Selected excerpt ▸
General characteristics
- Type: Mariner-class composite screw sloop
- Displacement: 970 tons
- Length: 167 ft (51 m)
- Beam: 32 ft (9.8 m)
- Draught: 14 ft (4.3 m)
- Installed power: 850 ihp (630 kW)
- Propulsion: 2-cylinder horizontal compound expansion steam engine; Single screw;
- Sail plan: Barque-rigged
- Speed: 11+1⁄2 knots (21.3 km/h)
- Range: Approximately 2,100 nmi (3,900 km) at 10 kn (19 km/h)
- Complement: 126
- Armament: 8 × 5-inch 38cwt breech-loading guns; 1 × light gun; 8 × machine guns;

= HMS Mariner (1884) =

Royal Navy Mariner-class composite screw gunvessel of 8 guns

HMS Mariner was the name-ship of the Royal Navy Mariner-class composite screw gunvessel of 8 guns.

Extracted data ▸

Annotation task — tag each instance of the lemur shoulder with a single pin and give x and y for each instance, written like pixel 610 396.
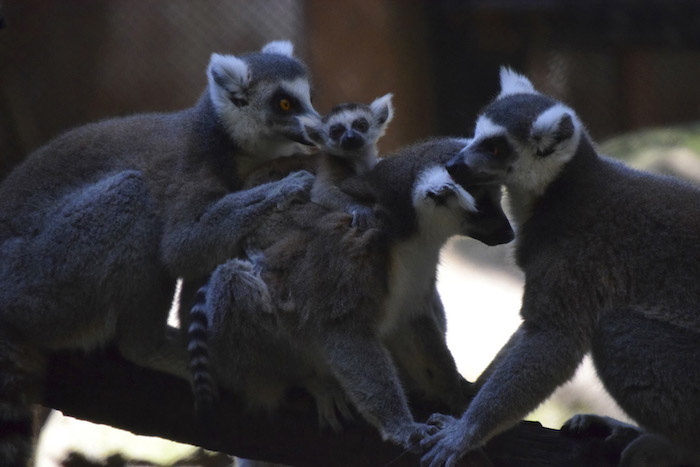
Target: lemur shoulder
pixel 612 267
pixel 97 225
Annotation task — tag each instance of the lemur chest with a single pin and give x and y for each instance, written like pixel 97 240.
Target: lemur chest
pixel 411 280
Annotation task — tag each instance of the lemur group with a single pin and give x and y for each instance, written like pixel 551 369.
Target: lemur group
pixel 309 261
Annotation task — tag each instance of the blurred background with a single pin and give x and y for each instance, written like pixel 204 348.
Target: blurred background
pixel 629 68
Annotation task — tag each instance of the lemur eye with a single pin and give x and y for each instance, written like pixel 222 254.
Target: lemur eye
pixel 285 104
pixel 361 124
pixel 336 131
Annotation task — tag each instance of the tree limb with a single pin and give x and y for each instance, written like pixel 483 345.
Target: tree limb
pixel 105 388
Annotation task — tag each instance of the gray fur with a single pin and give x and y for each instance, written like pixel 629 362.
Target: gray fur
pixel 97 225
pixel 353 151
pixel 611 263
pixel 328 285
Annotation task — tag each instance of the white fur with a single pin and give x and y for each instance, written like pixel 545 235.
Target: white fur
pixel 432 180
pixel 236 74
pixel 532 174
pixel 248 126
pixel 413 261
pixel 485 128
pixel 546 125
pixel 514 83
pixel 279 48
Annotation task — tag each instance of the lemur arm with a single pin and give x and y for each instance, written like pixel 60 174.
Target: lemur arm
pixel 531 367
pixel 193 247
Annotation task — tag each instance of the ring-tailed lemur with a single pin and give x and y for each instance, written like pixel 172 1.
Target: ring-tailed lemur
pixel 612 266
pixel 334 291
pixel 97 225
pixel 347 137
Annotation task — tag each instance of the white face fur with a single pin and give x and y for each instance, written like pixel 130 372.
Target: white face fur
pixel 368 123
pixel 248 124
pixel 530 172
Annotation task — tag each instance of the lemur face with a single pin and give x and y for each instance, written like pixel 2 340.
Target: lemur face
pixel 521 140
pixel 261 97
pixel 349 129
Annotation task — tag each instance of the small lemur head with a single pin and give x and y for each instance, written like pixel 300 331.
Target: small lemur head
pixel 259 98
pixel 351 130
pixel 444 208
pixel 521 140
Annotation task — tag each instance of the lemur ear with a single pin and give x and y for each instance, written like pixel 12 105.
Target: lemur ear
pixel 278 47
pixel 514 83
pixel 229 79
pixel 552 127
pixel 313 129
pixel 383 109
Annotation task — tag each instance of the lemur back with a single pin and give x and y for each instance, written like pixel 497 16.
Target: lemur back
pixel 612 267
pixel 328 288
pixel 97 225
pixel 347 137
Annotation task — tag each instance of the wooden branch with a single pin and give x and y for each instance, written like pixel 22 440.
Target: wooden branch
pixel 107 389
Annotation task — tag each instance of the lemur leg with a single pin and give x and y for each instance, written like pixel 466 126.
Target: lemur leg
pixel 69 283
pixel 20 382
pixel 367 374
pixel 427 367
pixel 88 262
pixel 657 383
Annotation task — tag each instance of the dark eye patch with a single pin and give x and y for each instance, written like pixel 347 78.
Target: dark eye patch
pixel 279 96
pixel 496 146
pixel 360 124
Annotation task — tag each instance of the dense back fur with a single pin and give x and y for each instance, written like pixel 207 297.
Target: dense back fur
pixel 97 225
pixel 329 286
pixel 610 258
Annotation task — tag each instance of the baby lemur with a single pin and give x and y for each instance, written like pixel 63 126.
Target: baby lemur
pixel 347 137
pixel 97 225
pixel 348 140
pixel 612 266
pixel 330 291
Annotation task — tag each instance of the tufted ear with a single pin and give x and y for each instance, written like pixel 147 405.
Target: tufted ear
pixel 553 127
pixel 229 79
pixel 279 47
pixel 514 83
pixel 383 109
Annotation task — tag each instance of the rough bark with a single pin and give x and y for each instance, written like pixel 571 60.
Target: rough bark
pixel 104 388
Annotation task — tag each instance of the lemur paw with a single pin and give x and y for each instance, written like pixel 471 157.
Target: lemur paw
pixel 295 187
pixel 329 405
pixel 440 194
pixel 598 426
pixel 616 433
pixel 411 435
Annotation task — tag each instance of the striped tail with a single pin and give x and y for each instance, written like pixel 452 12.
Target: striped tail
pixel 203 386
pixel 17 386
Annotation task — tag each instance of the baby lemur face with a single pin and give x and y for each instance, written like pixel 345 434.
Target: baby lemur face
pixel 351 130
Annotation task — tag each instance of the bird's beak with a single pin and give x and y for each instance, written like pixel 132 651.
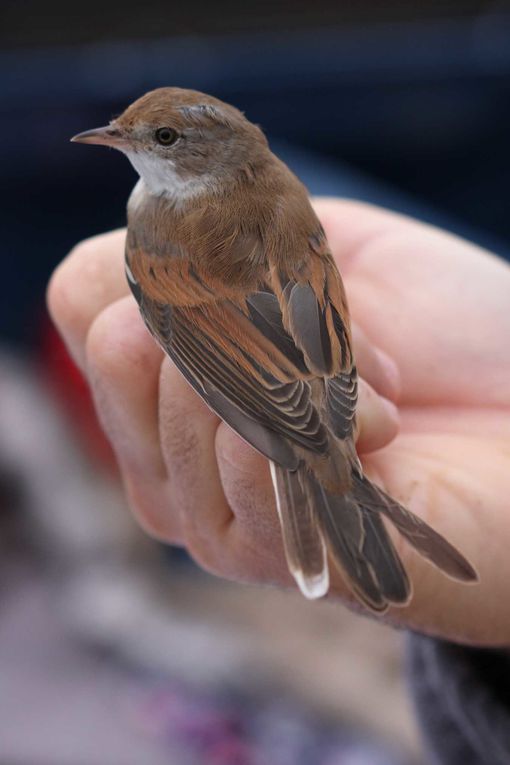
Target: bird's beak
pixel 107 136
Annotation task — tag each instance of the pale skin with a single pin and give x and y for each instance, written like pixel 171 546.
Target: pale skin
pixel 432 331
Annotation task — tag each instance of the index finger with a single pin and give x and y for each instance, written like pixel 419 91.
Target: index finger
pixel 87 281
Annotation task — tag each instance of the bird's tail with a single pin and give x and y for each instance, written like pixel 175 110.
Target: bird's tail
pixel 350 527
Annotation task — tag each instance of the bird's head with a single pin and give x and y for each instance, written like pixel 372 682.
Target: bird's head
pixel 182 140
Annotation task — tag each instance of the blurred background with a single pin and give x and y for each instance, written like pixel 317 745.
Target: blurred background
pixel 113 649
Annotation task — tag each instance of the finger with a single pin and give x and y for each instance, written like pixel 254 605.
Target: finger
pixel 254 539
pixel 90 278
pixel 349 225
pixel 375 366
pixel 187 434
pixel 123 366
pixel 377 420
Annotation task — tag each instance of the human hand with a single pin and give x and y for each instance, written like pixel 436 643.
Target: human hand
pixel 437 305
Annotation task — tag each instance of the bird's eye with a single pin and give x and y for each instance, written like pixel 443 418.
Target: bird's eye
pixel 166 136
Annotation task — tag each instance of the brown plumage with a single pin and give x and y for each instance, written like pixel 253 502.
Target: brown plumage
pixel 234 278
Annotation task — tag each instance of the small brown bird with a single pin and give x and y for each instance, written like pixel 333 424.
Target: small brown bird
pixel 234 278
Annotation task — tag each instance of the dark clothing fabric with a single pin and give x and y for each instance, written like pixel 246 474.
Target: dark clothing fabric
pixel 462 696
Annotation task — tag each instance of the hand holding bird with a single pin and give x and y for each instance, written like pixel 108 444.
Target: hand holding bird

List of tasks ▸
- A) Rewrite the HMS Mariner excerpt from "- Beam: 32 ft" up to and including "knots (21.3 km/h)", replacing "knots" with "kn".
- B) Answer these questions from the HMS Mariner excerpt:
(i) What was the ship's displacement?
(ii) What was the ship's complement?
(iii) How many 5-inch 38cwt breech-loading guns did the ship carry?
- C) Write a continuation of the HMS Mariner excerpt, starting after its last sentence.
You will not need the records for any of this.

Responses for each task ▸
- A)
- Beam: 32 ft (9.8 m)
- Draught: 14 ft (4.3 m)
- Installed power: 850 ihp (630 kW)
- Propulsion: 2-cylinder horizontal compound expansion steam engine; Single screw;
- Sail plan: Barque-rigged
- Speed: 11+1⁄2 kn (21.3 km/h)

- B)
(i) 970 tons
(ii) 126
(iii) 8

- C)
==Construction==

Designed by Nathaniel Barnaby, the Royal Navy Director of Naval Construction, her hull was of composite construction; that is, iron keel, frames, stem and stern posts with wooden planking. She was fitted with a 2-cylinder horizontal compound expansion steam engine driving a single screw, produced by Hawthorn Leslie. She was rigged with three masts, with square rig on the fore- and main-masts, making her a barque-rigged vessel. Her keel was laid at Devonport Royal Dockyard on 8 January 1883 and she was launched on 23 June 1884. Her entire class were re-classified in November 1884 as sloops before they entered service.

==Career==

Mariner was commissioned into the Royal Navy on 19 March 1885. She became a boom defence vessel in 1903 and was lent to the Liverpool Salvage Association as a salvage vessel in 1917, with her sister-ship . She was laid up from 1922 to 1929 and sold to Hughes Bolckow of Blyth on 19 March 1929.